*TASK*
Transcribe the passage of the text on Mania Meziti starting with "The book is" and going on through "is studying architecture.", with every word and punctuation mark left unchanged.

*TEXT*

-*-

Mania Meziti was born in 1965 in Athens. She studied nursing at the University of West Attica, literature at The Open University UK (BA, Honours Degree in Literature), and translation from English into Greek at European Center for the Translation of Literature and Human Science. She lives in Athens and works as a translator. She has translated books, poems and articles for literary journals, newspapers and online magazines. From 2007 until 2010 she collaborated with Ellinika Grammata editions as a professional reader of English-speaking literature.

She is the editor of the online anthology poets.gr (https://poets.gr/el/), as well as of the bilingual anthology I woke up in a country, Greek poetry at the present time, a publication of the Rosa Luxemburg Stiftung. Her first poetry collection is Black she amongst (Kyma editions, 2018) and her second is Mouth (Koukida editions, 2021). Some of her poems have been translated in Swedish by Vasilis Papageorgiou (Med fingret vidrör du orden: en antologi samtida grekisk lyrik, 2019).

Your latest poetry collection titled Μοuth was recently published by Koukida. Tell us a few things about the book.

The book is the result of three years of work. It is divided into three parts. The first is related to the fluidity of existence, but also of poetry itself. The second refers to the upbringing and parents. The third has to do with the darkness of others. The cover was designed by my daughter, who is studying architecture.

Intertextuality seems to be a prominent feature in collection’s poems. Which are the main figures your poetry converses with? What role do they play?

As far as poetry is concerned (let me not expand on Sartre and Benjamin), I certainly have some preferences. Paul Celan and Takis Sinopoulos are among them. Maria Laina is the third. I am not able to tell whether or how the first two influenced me. Unfortunately, I was not lucky enough to meet them in person. I come neither from Pyrgos nor from Paris. Laina, however, was my teacher both in translation and in poetry. She taught me as a physical presence, but also through her work, helping me to cultivate my taste and writing, without ever trying to impose anything on me.

-*-

*PROVIDED MATERIAL*
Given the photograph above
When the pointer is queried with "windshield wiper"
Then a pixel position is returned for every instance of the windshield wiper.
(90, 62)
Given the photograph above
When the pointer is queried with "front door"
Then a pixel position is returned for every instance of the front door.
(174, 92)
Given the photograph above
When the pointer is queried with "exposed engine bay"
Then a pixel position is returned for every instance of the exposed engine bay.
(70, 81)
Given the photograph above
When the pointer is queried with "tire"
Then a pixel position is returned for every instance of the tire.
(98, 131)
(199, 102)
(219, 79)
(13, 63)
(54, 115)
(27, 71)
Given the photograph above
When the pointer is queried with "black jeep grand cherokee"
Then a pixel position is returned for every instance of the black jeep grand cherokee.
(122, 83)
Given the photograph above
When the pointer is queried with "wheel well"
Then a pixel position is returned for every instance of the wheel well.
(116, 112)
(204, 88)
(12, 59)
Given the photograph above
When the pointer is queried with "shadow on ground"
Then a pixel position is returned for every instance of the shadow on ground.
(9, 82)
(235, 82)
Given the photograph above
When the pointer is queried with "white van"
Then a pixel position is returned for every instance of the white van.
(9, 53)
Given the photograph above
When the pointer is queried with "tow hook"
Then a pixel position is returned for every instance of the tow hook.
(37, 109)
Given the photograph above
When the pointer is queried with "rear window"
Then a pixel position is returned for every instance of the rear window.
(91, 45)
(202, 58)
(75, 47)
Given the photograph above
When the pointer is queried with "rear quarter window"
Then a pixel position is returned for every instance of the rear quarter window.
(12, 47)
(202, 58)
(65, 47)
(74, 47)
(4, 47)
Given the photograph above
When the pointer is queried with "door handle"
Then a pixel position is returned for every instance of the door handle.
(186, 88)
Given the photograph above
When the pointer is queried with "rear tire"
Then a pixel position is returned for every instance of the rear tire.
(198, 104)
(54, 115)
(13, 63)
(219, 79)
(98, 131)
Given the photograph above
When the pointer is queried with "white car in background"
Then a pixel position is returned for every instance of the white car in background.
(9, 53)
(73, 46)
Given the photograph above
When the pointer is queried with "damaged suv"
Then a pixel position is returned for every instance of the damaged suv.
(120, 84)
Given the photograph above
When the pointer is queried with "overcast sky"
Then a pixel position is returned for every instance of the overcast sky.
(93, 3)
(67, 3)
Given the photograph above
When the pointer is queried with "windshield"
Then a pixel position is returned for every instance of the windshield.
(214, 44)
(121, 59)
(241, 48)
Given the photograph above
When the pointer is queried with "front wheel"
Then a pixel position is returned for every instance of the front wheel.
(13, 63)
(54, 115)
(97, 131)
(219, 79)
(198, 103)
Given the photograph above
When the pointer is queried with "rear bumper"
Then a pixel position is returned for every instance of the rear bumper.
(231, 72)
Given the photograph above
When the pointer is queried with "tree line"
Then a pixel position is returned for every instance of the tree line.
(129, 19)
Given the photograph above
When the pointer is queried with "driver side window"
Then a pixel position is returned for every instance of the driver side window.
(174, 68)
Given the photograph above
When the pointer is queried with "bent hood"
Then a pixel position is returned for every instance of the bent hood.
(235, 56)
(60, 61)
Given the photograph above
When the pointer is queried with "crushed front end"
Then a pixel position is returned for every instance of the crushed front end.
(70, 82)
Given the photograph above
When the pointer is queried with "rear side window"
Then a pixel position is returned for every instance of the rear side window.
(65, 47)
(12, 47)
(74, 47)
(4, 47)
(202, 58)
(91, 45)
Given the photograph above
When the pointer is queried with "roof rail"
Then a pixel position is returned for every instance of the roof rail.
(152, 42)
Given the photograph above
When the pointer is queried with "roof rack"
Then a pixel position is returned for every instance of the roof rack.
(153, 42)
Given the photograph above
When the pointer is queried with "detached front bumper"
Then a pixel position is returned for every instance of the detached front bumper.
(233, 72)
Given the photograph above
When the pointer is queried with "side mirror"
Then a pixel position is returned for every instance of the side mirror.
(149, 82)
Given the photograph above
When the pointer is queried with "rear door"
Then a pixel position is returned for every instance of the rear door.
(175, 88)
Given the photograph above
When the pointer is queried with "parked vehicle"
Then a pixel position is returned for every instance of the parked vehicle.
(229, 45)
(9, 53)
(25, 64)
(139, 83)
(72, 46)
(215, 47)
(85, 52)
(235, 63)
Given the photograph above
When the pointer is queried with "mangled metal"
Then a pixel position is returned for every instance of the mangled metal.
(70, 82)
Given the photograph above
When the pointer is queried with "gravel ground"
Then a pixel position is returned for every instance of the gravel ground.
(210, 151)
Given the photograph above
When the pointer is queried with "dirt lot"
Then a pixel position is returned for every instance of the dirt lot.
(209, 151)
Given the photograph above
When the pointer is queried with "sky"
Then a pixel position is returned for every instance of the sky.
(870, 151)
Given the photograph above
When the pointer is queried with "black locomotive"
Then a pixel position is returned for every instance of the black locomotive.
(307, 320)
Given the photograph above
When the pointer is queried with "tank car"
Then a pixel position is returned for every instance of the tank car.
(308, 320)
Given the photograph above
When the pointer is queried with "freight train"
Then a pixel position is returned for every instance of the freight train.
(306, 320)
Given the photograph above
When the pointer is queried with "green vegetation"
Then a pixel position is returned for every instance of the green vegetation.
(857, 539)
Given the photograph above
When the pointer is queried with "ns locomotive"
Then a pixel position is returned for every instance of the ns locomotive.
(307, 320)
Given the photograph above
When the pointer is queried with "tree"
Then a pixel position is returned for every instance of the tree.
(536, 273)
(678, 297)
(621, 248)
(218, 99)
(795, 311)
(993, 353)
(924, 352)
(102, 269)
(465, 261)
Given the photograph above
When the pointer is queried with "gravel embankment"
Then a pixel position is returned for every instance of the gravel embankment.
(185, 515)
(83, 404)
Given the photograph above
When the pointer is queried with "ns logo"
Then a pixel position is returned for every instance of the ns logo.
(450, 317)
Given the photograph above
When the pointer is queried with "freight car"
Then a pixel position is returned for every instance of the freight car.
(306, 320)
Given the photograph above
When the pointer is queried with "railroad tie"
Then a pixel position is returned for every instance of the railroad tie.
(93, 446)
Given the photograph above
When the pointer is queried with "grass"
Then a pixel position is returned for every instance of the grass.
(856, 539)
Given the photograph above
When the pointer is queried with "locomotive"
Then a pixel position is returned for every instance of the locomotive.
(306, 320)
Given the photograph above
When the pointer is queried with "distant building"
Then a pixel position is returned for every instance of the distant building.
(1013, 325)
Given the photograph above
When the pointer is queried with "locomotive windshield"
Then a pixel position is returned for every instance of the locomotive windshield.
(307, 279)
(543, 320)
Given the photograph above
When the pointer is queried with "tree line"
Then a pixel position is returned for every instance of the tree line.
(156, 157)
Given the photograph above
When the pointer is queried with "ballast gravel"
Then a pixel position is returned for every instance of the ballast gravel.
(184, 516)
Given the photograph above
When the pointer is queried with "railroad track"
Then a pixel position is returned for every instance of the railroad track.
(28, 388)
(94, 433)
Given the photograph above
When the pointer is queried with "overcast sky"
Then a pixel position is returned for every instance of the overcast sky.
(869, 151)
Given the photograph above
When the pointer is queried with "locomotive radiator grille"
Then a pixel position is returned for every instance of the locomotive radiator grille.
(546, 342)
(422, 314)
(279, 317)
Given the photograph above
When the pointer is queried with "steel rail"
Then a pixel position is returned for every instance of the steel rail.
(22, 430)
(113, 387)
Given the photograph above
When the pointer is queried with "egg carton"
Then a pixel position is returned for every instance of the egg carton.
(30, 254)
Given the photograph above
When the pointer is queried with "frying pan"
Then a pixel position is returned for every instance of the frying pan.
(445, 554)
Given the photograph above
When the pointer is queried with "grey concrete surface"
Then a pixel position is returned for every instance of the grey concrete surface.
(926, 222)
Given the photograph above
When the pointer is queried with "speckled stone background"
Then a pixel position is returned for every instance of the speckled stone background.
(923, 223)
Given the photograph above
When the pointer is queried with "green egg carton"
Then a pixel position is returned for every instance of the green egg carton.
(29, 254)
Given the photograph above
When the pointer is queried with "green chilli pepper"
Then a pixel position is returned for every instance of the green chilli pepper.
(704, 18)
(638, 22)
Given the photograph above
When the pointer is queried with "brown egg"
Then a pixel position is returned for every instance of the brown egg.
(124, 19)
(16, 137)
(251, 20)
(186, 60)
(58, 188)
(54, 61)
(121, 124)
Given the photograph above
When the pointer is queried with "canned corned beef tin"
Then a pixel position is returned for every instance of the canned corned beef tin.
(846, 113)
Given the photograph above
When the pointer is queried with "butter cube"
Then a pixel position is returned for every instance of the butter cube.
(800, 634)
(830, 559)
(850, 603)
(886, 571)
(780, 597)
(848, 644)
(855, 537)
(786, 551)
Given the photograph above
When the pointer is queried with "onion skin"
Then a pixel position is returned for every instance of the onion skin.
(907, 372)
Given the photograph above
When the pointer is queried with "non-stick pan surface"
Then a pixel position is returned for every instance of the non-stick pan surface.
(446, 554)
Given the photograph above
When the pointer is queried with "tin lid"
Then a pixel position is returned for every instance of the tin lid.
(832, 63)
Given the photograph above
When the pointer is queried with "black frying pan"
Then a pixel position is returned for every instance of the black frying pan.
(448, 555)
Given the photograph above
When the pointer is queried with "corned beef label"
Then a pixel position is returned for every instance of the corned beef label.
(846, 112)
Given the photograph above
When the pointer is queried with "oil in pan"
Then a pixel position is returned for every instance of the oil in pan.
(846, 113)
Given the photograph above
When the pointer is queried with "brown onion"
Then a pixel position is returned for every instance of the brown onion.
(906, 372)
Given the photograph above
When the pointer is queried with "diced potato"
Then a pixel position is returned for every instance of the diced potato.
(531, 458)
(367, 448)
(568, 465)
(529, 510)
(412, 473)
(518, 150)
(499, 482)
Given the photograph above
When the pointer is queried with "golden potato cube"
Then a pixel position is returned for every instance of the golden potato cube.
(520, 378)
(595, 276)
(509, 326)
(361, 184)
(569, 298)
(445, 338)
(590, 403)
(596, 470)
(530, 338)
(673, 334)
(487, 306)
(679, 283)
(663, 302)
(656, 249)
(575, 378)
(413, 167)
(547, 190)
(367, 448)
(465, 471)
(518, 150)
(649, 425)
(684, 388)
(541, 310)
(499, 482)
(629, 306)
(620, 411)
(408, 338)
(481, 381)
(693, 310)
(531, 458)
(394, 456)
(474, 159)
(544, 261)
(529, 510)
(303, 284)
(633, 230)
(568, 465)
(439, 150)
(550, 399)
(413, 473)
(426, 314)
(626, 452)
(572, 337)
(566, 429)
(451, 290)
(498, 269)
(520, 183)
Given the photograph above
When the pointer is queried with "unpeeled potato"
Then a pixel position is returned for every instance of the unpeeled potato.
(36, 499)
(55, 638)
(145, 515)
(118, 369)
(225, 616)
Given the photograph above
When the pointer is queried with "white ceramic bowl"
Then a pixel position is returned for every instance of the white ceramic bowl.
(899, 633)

-*-

*FINAL ANSWER*
The book is the result of three years of work. It is divided into three parts. The first is related to the fluidity of existence, but also of poetry itself. The second refers to the upbringing and parents. The third has to do with the darkness of others. The cover was designed by my daughter, who is studying architecture.